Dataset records
.....
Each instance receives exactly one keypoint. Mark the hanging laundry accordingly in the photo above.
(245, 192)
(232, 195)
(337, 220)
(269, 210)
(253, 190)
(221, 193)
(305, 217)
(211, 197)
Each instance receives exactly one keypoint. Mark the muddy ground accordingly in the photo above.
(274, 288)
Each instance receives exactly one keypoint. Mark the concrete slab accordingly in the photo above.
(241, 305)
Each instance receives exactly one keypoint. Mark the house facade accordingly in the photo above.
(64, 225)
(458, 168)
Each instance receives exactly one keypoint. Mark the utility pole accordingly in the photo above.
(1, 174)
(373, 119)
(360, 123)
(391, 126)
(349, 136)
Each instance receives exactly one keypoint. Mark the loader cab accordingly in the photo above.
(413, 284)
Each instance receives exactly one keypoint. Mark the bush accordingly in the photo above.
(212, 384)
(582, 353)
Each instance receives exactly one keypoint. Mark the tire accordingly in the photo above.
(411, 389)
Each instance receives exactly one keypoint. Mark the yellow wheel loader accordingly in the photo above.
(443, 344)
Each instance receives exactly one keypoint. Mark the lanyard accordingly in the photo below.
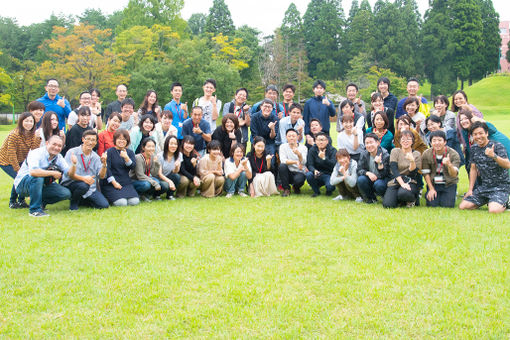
(439, 167)
(147, 169)
(86, 167)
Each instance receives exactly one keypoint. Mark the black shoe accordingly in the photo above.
(23, 205)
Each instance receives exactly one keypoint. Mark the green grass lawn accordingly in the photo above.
(256, 268)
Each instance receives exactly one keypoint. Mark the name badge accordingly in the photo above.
(439, 180)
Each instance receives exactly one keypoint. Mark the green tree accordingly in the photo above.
(323, 24)
(219, 19)
(438, 48)
(196, 23)
(150, 12)
(468, 42)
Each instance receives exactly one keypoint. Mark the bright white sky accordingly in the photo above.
.....
● Work to be completed
Put every one of the items above into a numbered list, skipping blank lines and omitting any picture markers.

● Response to the task
1. Each instance receives exactly one keypoint. Mark the hanging laundry accordingly in the photo above.
2. (245, 192)
3. (232, 195)
4. (337, 220)
5. (269, 210)
6. (253, 190)
7. (221, 193)
8. (305, 217)
9. (211, 197)
10. Each instance receives exactly one keypoint. Mark the muddy ground accordingly in the photo above.
11. (274, 288)
12. Each instance receives exactly one keypoint. Mark the concrete slab accordingly in the photo above.
13. (241, 305)
14. Each instance receives exactly one keypoint. Mark the house facade accordingly in the photo above.
15. (64, 225)
16. (458, 168)
17. Each instance receives exactly one keypoint. Mark the utility pole accordingly in the photo above.
18. (1, 174)
19. (373, 119)
20. (360, 123)
21. (391, 126)
22. (349, 136)
23. Each instance receives exactly one keypoint. Mark the loader cab accordingly in the photo above.
24. (413, 284)
25. Each instance receives exactly one keypoint. Mark the bush accordingly in the photo above.
26. (212, 384)
27. (582, 353)
28. Each instance receives exactly one keypoint. Mark the tire accordingly in the photo above.
29. (411, 389)
30. Each instance receives exactly one keypoint. Mark the yellow wheel loader accordingly in the photo above.
31. (443, 344)
32. Each instance receives exactly one keypoint. Mark the lanyard accordingly in the photo below.
33. (439, 167)
34. (147, 169)
35. (86, 167)
36. Each instance receives exactly one keypoint. Mark the black shoe accordingly in the photo above.
37. (23, 205)
38. Each instance receives exactly one keypoint. Mark the green grass lawn accordingly in the photo above.
39. (256, 268)
40. Each instance receives exactly one keypoint. Mark the name badge accordingly in the photo above.
41. (439, 180)
42. Each instance receives exactly one keypoint. Mark the green tree accordingly in the photo above.
43. (323, 24)
44. (219, 19)
45. (438, 48)
46. (196, 23)
47. (150, 12)
48. (468, 42)
49. Each instance receives exactly one keypoint. Mark the bright white sky accordingly in the photo above.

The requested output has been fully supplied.